======== TEXTO MOSTRADO
“¿Cómo puede ser que después de mil años sigamos aquí? Quizás porque siempre hemos sabido que nuestra existencia tenía un sentido, que aquí había una cultura, un espíritu y un alma que elevaron nuestros corazones durante siglos. Hemos conservado nuestro ideal de unidad y de unificación, así como nuestro orgullo nacional”. En este 15 de marzo de 2018, día de la fiesta nacional húngara, Viktor Orbán fustiga las “fuerzas mundialistas” ante decenas de miles de sus partidarios. El primer ministro húngaro profetiza la desaparición de Europa Occidental y llama a la juventud emigrada a defender la patria cuya supervivencia se ve amenazada por los flujos migratorios: “Tenemos derecho a existir. (…) Si el dique cede, llegará la inundación y ya no se podrá frenar la invasión cultural”.
Cada año, las celebraciones con motivo de la revolución de 1848 representan un momento paroxístico en la vida política del país. Tres semanas antes de las elecciones legislativas del 8 de abril, el tono empleado por el jefe de Gobierno impactaba por su radicalidad. Sin embargo, se inscribía en una antigua obsesión: el miedo a desaparecer como nación. Desde el Tratado de Trianon, en 1920, y la desarticulación del reino de Hungría (1), la derecha ha desarrollado una poderosa retórica en torno a una “identidad magiar” (magyarság) vulnerable en toda la cuenca de los Cárpatos debido a una agitada historia y a un fuerte sentimiento de aislamiento lingüístico y cultural (2). Durante mucho tiempo, esta retórica ha ido dando forma a un nacionalismo demográfico basado en tres puntos: la “reunión de la nación” más allá de las fronteras impuestas a Hungría tras la Primera Guerra Mundial; la valorización de la familia tradicional mediante políticas para favorecer la natalidad con el objetivo de frenar una caída de la fecundidad que viene de lejos; y finalmente, una postura paranoica con respecto a los “otros” grupos, ya sean minorías internas (romaníes, judíos) o, más recientemente, migrantes extraeuropeos.
================
**TAREA DEL EJERCICIO A**.
Por favor, copia sin cambios las filas de etiquetado desde la que contiene "Where can the blue" hasta el final de esas filas, incluidos ambos extremos.
======== ENTRADAS PROPORCIONADAS
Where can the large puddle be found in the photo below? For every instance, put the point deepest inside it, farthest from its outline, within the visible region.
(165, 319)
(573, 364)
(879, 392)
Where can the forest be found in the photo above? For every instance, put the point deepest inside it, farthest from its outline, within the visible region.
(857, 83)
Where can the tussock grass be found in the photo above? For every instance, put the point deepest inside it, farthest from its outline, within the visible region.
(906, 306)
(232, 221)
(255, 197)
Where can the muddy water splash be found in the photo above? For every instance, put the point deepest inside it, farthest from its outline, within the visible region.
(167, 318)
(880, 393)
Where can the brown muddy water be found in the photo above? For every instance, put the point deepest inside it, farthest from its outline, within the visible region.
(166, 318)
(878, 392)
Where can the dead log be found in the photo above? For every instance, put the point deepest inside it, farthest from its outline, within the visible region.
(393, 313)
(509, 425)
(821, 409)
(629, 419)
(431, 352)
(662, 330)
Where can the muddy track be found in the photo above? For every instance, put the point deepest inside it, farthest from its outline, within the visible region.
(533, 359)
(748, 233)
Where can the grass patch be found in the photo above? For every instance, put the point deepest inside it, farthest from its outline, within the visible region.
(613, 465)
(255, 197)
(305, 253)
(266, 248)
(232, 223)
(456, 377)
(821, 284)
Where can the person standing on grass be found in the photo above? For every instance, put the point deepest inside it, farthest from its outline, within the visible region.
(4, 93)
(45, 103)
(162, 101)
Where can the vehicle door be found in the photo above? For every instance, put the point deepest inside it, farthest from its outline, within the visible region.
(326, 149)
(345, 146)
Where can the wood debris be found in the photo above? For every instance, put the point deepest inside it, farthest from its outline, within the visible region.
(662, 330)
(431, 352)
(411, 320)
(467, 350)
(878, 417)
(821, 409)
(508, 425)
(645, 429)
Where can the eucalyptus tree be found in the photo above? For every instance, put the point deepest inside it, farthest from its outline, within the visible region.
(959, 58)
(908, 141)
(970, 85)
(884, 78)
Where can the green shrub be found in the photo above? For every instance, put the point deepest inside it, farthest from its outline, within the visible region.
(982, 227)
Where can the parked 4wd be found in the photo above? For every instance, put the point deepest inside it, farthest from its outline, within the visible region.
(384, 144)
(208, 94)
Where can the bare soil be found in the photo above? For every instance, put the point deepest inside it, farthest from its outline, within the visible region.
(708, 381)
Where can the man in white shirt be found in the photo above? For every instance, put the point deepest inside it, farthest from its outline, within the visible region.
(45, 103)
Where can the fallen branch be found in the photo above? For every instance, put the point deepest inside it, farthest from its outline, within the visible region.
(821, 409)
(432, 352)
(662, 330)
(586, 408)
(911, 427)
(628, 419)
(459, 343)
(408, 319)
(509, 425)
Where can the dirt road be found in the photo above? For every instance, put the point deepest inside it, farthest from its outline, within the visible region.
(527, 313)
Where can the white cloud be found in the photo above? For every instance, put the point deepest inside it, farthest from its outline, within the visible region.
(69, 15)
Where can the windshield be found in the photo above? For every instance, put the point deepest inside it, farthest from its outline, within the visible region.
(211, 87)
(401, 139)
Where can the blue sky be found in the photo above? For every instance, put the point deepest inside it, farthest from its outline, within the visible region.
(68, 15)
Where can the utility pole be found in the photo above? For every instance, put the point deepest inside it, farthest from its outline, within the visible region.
================
**TAREA DEL EJERCICIO B**.
Traduce al inglés esta oración del texto sobre el nacionalismo húngaro: "Cada año, las celebraciones con motivo de la revolución de 1848 representan un momento paroxístico en la vida política del país."

**SOLUCIÓN DE TAREA A**.
Where can the blue sky be found in the photo above? For every instance, put the point deepest inside it, farthest from its outline, within the visible region.
(68, 15)
Where can the utility pole be found in the photo above? For every instance, put the point deepest inside it, farthest from its outline, within the visible region.

**SOLUCIÓN DE TAREA B**.
Every year, the celebrations marking the 1848 revolution represent a paroxysmal moment in the country's political life.